▶ DATA FOR REVIEW:

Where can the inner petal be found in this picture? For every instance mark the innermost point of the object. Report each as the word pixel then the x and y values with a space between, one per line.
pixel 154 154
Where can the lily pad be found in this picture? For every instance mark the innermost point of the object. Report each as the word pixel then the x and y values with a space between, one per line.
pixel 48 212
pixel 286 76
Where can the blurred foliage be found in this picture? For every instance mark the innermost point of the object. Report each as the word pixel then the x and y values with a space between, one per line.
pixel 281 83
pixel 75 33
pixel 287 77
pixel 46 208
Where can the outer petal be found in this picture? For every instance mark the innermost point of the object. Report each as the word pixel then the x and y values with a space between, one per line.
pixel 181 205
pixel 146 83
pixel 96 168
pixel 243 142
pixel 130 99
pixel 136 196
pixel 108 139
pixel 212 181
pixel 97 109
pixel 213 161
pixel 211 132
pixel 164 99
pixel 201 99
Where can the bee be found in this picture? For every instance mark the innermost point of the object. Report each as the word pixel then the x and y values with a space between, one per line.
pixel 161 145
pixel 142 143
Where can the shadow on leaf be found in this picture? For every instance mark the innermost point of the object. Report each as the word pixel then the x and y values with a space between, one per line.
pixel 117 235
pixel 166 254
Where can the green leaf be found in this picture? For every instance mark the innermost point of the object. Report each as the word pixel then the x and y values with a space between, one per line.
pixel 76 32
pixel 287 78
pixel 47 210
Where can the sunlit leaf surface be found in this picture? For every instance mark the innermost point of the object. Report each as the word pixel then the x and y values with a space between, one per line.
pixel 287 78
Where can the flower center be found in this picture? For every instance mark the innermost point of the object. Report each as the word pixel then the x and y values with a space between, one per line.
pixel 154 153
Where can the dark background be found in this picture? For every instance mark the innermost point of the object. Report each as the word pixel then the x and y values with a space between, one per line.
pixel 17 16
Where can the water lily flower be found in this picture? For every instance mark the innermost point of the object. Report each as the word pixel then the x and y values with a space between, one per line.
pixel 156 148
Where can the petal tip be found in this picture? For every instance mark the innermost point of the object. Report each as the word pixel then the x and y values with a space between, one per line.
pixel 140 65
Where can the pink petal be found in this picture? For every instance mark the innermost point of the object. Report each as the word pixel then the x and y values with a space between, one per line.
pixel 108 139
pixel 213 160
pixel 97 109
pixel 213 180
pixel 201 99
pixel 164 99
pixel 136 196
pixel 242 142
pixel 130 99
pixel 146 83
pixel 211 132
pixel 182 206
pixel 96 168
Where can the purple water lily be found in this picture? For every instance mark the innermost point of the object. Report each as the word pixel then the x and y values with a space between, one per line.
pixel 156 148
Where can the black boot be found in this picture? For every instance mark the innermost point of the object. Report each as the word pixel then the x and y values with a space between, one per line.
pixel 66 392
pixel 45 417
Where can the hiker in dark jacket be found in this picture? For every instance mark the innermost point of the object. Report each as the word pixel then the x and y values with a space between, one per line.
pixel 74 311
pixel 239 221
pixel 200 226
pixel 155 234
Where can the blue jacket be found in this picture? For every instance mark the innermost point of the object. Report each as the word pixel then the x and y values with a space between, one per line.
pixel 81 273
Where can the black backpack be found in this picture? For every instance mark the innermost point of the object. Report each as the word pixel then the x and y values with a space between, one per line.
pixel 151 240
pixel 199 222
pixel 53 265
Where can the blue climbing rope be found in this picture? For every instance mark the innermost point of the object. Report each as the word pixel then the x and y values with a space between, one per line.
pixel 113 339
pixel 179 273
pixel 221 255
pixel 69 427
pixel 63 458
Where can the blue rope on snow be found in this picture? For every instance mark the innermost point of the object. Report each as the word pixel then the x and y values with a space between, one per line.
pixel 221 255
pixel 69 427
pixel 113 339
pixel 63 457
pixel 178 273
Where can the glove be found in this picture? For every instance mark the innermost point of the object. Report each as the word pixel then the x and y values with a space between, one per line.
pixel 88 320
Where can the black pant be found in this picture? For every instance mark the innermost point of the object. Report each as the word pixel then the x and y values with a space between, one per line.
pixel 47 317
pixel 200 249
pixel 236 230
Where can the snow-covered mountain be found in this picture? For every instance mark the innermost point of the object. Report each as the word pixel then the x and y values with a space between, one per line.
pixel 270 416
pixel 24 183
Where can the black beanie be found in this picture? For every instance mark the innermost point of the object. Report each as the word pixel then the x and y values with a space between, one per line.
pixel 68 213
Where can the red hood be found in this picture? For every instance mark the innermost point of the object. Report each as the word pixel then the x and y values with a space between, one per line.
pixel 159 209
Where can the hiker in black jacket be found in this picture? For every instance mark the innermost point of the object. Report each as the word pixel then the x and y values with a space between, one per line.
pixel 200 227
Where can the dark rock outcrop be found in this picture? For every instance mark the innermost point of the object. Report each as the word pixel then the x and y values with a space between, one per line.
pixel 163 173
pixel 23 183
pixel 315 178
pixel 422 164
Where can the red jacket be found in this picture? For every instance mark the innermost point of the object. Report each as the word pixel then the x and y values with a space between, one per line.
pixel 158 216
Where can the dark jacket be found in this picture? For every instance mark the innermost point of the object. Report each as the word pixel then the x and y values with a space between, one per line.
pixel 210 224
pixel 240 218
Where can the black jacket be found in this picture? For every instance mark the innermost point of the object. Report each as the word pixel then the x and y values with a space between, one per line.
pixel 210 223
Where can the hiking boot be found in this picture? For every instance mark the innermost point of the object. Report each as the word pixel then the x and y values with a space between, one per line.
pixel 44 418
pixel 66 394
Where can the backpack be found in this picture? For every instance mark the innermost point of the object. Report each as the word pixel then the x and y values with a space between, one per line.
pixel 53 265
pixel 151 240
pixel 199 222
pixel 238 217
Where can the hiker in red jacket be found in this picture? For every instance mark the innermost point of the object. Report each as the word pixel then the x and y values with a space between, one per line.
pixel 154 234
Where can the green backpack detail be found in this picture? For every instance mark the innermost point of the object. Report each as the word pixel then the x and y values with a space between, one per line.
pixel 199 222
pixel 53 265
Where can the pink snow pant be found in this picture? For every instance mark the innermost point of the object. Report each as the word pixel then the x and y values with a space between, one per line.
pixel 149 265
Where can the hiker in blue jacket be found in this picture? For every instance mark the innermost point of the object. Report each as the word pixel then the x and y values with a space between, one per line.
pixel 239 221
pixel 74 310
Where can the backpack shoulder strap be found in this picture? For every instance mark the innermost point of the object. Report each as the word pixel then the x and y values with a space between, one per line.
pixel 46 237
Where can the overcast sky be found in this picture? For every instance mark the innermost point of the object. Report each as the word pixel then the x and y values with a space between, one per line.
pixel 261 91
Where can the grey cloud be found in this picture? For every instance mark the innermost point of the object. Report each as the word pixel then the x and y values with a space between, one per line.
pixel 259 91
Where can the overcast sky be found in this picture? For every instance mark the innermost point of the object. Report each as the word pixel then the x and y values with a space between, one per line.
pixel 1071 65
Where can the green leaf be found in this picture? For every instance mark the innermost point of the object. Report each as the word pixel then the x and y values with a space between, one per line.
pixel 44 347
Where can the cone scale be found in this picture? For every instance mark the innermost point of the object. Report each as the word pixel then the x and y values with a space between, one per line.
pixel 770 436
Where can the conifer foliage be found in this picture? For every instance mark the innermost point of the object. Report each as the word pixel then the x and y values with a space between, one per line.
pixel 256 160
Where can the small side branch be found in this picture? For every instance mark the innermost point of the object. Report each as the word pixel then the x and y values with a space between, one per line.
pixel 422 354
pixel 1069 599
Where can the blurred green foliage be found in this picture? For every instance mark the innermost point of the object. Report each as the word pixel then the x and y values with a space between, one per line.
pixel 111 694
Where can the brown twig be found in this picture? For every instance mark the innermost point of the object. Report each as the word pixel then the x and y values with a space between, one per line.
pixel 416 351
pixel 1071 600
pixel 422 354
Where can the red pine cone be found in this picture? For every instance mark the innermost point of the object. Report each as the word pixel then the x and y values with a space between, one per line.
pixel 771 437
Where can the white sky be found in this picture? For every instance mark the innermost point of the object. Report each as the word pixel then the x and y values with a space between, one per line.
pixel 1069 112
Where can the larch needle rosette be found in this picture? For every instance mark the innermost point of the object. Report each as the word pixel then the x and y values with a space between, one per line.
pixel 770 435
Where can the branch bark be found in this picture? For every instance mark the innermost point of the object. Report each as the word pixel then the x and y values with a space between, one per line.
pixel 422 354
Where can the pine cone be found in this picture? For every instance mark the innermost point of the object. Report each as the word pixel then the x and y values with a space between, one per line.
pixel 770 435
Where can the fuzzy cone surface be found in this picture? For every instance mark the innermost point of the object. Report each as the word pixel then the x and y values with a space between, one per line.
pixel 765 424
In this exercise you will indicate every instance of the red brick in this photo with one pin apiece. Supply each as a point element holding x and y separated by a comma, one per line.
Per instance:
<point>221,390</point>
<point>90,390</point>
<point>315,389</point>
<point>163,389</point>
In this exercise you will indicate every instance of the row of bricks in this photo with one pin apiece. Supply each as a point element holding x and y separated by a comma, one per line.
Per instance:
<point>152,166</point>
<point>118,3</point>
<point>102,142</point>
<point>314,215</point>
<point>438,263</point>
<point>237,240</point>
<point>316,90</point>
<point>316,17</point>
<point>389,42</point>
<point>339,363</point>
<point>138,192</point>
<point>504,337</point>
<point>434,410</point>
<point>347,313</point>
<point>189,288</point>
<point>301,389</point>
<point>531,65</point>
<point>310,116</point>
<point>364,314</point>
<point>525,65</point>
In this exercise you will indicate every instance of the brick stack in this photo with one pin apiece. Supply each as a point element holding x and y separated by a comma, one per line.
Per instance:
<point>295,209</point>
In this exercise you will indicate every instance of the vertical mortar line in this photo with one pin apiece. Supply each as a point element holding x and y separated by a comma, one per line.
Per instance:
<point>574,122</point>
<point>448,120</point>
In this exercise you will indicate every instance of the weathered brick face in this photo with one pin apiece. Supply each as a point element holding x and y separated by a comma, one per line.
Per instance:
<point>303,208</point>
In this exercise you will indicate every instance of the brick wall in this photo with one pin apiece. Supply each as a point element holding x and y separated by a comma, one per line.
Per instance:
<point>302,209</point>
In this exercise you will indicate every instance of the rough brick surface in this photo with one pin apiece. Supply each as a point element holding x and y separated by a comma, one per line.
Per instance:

▶ WORK TO COMPLETE: Print again the lines of the entries above that fall between the line holding "Where can the red pine" and the line holding "In this exercise you will indicate every instance of the red", inclusive, exactly as they stand.

▶ ANSWER AREA:
Where can the red pine cone be found in this picture? For every instance mark the innermost point of the object. Report each as the word pixel then the x and y values with a space between, one per line.
pixel 771 437
Where can the white sky be found in this picture? For every instance mark the innermost point of the object. Report each as the word pixel then the x and y values with a space between, one per line.
pixel 1069 112
Where can the larch needle rosette be found in this picture? For every instance mark the innermost point of the object. Report each as the word pixel then the x and y values with a space between, one per line.
pixel 770 435
Where can the branch bark be found in this picture? For every instance mark the innermost point of the object. Report each as the word pixel then the x and y values with a space between, one per line.
pixel 422 354
Where can the pine cone be found in this picture? For every instance mark the innermost point of the object. Report each as the word pixel then the x and y values with a space between, one per line.
pixel 770 435
Where can the fuzzy cone surface be found in this picture? For every instance mark the innermost point of the object. Report each as the word pixel then the x and y values with a space between, one per line.
pixel 765 424
In this exercise you will indicate every instance of the red brick in this photo with one pin apiece. Supply each as a point element holding x and y separated by a comma, one per line.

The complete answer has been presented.